**Обязательное задание a:**
Перепечатайте целиком и без единого изменения приведённый ниже отрывок о сочинениях, оценивающих государственное управление.

━━━━━━

«Отсюда, в особенности, следует, что сочинения, в которых подвергается оценке государственное управление в целом или в отдельных его разветвлениях и в которых обсуждаются, по их внутреннему достоинству, изданные или имеющие ещё быть изданными законы, раскрываются ошибки и недостатки, указываются или предлагаются улучшения, — что такие сочинения не должны быть запрещены по той только причине, что они написаны не в правительственном духе, если только изложение их пристойное, а тенденция — благонамеренная».

━━━━━━

**Обязательное задание b:**
Сколько строк листинга ниже содержат слово «lion»? Укажите только число.

(Исходные данные)

━━━━━━

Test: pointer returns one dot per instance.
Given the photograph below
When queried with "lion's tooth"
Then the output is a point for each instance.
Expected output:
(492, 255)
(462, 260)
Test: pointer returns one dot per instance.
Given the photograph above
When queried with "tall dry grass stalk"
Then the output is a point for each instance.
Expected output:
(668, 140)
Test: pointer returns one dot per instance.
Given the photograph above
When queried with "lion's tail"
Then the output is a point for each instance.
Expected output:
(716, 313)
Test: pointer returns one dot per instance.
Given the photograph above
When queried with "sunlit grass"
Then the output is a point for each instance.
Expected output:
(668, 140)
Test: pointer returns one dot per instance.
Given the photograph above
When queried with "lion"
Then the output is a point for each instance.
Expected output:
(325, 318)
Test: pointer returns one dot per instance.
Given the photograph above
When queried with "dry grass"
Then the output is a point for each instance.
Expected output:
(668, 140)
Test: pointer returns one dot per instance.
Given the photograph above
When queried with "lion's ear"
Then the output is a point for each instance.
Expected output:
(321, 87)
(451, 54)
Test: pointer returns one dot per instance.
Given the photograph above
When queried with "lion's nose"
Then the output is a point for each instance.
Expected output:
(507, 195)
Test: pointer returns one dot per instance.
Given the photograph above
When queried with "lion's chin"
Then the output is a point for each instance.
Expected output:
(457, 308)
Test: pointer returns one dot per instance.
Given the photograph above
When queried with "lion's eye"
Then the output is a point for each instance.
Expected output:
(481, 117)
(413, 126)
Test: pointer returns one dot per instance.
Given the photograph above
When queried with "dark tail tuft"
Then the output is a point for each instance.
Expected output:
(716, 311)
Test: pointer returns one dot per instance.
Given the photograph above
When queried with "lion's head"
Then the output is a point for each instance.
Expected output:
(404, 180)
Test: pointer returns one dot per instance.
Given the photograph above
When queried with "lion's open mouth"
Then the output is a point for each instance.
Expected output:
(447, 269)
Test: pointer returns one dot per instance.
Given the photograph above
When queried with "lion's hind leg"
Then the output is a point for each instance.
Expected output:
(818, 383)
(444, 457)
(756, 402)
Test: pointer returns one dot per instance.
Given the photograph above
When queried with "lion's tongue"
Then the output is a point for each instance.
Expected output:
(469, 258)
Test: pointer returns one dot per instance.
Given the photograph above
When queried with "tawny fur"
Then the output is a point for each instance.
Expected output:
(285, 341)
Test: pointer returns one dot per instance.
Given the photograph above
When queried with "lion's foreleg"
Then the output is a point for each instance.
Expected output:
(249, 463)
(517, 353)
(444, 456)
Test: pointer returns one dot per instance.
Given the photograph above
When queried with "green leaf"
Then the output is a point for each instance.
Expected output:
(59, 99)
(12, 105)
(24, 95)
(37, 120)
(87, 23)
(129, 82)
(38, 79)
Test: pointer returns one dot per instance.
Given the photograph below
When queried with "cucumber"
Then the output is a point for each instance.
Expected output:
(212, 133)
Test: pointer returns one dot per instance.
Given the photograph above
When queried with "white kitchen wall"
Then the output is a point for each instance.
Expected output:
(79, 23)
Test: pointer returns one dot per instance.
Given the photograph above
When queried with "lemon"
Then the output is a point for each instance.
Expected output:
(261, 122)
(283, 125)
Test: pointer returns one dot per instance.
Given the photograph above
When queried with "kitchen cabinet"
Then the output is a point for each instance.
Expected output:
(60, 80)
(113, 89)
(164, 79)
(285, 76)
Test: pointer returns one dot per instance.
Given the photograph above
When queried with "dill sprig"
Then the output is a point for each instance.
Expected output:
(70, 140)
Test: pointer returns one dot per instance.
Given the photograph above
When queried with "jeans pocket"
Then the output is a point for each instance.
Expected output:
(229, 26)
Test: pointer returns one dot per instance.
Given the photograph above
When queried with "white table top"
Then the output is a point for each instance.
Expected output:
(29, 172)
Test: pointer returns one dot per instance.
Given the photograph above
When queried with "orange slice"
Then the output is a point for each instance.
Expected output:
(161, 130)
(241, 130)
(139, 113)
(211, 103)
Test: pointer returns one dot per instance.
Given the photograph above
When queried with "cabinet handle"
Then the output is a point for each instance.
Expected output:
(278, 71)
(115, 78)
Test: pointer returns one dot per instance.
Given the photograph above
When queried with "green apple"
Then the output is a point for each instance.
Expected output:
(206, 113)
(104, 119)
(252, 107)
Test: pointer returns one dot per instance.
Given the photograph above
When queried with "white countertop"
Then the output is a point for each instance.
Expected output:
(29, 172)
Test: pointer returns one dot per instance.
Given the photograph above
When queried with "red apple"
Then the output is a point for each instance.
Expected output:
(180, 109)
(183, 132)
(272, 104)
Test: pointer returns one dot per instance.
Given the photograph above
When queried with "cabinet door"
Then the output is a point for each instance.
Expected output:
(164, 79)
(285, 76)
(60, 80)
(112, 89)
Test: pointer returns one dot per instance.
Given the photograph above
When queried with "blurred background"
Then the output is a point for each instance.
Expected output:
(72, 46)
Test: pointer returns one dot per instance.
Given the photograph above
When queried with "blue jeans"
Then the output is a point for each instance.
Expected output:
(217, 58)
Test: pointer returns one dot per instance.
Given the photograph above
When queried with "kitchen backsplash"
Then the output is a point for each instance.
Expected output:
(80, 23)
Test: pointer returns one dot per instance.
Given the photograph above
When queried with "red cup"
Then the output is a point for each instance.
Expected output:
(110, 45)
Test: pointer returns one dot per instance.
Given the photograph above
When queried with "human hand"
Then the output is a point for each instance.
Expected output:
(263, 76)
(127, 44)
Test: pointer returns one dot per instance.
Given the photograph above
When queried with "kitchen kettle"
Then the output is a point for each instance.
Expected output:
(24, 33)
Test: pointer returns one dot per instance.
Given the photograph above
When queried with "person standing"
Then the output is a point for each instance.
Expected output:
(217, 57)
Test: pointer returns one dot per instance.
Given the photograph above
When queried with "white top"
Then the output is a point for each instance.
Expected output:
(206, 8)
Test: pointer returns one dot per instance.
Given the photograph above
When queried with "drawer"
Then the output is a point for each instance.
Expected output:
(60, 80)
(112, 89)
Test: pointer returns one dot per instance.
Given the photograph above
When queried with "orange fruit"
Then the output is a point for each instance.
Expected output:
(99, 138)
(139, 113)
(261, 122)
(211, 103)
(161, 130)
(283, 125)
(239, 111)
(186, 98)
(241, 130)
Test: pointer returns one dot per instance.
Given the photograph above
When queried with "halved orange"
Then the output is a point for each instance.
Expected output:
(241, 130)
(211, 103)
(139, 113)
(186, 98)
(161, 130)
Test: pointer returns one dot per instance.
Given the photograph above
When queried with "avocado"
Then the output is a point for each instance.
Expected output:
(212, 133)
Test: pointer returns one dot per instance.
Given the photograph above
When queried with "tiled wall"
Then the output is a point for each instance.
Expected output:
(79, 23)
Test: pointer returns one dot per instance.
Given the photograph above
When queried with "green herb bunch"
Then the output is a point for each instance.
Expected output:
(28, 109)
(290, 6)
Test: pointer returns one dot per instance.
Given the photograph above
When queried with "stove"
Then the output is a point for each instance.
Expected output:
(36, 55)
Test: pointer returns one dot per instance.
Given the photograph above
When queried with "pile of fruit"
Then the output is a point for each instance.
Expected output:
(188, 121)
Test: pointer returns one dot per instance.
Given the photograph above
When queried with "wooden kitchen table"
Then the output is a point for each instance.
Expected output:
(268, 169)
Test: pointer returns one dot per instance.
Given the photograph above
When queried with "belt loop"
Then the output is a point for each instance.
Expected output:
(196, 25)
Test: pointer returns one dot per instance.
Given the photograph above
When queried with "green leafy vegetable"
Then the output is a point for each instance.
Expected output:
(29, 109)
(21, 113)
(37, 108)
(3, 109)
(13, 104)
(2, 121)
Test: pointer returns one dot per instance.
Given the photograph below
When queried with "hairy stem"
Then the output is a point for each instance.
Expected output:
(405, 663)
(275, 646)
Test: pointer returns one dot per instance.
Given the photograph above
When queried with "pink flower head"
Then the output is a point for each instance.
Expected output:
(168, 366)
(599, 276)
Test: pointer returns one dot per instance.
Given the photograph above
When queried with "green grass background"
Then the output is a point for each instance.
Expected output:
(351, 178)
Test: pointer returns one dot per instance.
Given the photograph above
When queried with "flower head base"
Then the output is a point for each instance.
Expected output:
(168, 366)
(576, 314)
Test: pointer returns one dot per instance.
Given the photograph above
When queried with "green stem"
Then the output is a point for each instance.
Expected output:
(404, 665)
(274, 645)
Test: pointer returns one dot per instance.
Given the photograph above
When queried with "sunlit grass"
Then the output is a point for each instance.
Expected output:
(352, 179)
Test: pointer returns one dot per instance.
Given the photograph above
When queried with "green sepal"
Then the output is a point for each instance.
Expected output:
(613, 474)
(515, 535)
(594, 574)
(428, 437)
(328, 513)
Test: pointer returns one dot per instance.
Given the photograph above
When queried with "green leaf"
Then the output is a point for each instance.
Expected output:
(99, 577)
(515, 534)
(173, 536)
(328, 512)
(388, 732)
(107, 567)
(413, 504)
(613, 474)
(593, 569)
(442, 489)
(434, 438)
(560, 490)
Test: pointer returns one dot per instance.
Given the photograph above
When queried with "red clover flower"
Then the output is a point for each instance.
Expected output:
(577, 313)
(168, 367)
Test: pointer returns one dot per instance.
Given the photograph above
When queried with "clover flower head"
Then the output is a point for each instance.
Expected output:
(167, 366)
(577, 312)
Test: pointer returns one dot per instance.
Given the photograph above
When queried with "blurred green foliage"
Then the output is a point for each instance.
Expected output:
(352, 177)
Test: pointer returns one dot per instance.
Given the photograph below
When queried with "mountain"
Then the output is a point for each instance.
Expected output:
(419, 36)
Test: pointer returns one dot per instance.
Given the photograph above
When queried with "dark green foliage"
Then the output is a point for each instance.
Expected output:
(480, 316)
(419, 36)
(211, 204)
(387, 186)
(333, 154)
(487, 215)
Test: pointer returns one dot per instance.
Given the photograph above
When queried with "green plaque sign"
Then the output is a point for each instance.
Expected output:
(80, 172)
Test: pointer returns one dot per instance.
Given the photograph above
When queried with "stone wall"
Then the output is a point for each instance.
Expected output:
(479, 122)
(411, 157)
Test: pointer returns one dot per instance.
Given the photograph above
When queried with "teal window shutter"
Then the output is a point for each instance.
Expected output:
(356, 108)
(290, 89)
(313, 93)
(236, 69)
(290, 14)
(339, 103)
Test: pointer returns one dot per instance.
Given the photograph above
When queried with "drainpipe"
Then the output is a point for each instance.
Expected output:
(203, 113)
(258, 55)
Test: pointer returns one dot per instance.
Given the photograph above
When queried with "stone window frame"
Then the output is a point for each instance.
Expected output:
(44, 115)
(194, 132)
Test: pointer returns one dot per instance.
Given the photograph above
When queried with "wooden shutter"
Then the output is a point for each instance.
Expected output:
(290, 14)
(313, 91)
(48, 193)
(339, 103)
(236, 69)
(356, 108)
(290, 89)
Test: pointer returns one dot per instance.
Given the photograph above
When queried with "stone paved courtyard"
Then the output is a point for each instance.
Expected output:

━━━━━━

**Ответ a:**
«Отсюда, в особенности, следует, что сочинения, в которых подвергается оценке государственное управление в целом или в отдельных его разветвлениях и в которых обсуждаются, по их внутреннему достоинству, изданные или имеющие ещё быть изданными законы, раскрываются ошибки и недостатки, указываются или предлагаются улучшения, — что такие сочинения не должны быть запрещены по той только причине, что они написаны не в правительственном духе, если только изложение их пристойное, а тенденция — благонамеренная».

**Ответ b:**
12